● **Text under study**:
────────────────────────────────────────

The flowers are borne on a poker-shaped inflorescence called a spadix, which is partially enclosed in a spathe or leaf-like hood of varying colour. The flowers are hidden from sight, clustered at the base of the spadix with a ring of female flowers at the bottom and a ring of male flowers above them.

Above the male flowers is a ring of hairs forming an insect trap. The insects are trapped beneath the ring of hairs and are dusted with pollen by the male flowers before escaping and carrying the pollen to the spadices of other plants, where they pollinate the female flowers. Once the plant is pollinated, the small hairs wither away and the trapped insects are released.

After the inflorescence opens, the spadix heats up well above ambient temperature, due to a phenomenon called thermogenesis. This is caused by the rapid consumption of starch in cyanide insensitive respiration, which is biochemically different from the respiration normally found in plants. The heat is used to vaporize odour components, which in species with short "flower-stalks" cause a faecal smell. This in turn attracts the small flies and gnats that are to be trapped within the inflorescence. As the time required for successful pollination to occur can be several days, many of the small insects nevertheless die within the flower due to their short lifespan. Therefore, dead insects are frequently found within the inflorescence, when opened, sometimes leading the finder to believe it is a carnivorous plant – but that is not the case. No digestive enzymes or similar components are present; and in fact, once pollinated, the entire inflorescence starts withering except the central part, from which the berries later emerge.

────────────────────────────────────────

[Referring-expression pointing data]
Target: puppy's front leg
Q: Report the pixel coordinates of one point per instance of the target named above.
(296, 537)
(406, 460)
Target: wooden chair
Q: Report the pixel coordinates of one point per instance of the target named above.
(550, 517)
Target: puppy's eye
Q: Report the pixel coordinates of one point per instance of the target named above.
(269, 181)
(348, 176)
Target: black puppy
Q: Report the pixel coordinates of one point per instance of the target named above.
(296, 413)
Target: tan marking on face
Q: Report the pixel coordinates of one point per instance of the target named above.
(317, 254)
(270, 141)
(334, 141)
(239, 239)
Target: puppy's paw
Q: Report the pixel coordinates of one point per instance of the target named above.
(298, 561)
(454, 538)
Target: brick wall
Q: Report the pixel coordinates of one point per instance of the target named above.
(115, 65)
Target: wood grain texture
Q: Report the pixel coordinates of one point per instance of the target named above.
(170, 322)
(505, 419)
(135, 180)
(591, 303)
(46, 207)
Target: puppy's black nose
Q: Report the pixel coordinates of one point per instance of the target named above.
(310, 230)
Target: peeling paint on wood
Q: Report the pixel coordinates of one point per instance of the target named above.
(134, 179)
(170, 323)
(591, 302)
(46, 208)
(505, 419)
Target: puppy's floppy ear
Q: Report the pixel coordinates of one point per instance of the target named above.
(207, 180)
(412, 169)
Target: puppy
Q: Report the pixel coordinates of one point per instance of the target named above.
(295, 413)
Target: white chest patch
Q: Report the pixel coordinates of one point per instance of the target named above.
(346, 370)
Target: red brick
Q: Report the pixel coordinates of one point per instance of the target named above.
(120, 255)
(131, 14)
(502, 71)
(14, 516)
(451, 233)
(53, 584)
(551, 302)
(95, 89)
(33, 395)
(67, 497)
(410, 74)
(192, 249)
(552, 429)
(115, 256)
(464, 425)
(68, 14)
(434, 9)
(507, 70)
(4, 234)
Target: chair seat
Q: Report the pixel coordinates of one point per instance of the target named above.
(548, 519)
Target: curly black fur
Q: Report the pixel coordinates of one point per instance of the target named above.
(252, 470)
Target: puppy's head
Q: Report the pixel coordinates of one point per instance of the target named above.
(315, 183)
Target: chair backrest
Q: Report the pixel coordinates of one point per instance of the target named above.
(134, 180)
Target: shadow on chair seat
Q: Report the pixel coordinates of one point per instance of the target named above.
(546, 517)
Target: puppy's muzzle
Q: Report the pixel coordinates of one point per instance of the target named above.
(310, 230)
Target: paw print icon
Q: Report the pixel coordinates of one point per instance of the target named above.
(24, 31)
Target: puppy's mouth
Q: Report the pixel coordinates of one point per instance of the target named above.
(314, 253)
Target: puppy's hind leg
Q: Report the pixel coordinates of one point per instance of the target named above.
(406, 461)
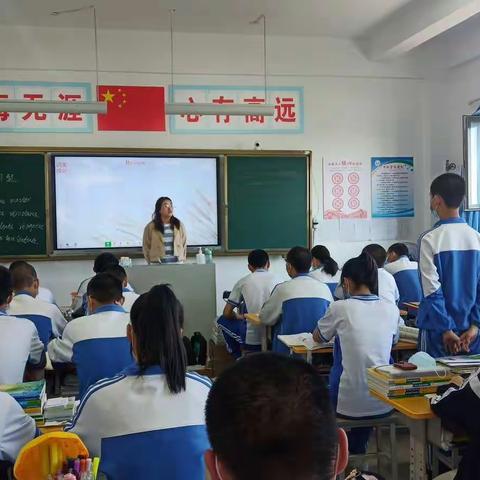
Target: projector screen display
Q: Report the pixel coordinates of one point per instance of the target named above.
(105, 202)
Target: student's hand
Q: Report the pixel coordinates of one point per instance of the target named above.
(452, 342)
(468, 337)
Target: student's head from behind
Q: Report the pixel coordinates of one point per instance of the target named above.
(447, 193)
(360, 276)
(321, 259)
(6, 288)
(103, 289)
(118, 272)
(103, 261)
(270, 417)
(378, 253)
(397, 251)
(155, 333)
(258, 259)
(24, 278)
(299, 261)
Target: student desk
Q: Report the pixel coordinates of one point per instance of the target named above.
(423, 425)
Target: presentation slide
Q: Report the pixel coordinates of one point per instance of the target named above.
(105, 202)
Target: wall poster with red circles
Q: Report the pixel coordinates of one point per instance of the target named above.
(346, 189)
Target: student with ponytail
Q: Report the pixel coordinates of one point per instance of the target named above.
(149, 419)
(364, 327)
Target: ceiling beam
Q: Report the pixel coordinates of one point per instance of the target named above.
(414, 24)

────────────────────────────────────────

● **Exercises to complete**:
a. According to the passage on the spadix, what causes the spadix to heat up above ambient temperature?
b. Proceed with the passage on the spadix and its pollination, writing on from its final sentence.
None of these lines is needed for the tasks.

● **Solved tasks**:
a. The rapid consumption of starch in cyanide insensitive respiration.

b.
Pollination-wise, the species of Arum can be split into two (or three) distinct groups. The "cryptic" species have the inflorescence on a relatively short stalk, and the odour released during the thermogenesis is recognizable to the human nose as distinctively faecal. These species are visited by insects with some relation to dung, such as owl-midges (Psychodidae) or fungus-gnats (Sciara). In northern Europe, only the cryptic-flowered species are found.

The other main group are called "flag" species, due to the inflorescence being on a long stalk. These species also exhibit thermogenesis, but if an odour is released it is not recognizable to the human nose, and it is debated if pollinators are attracted by a non-recognizable smell, the thermogenesis itself or visual attraction.

Finally the closely related A. idaeum and A. creticum does not seem to fit any of the two groups. A. creticum appears to be of the "flag" group but, as the only species, emits a pleasing lemony smell. The apparently "cryptic" A. idaeum does not emit a recognizable smell.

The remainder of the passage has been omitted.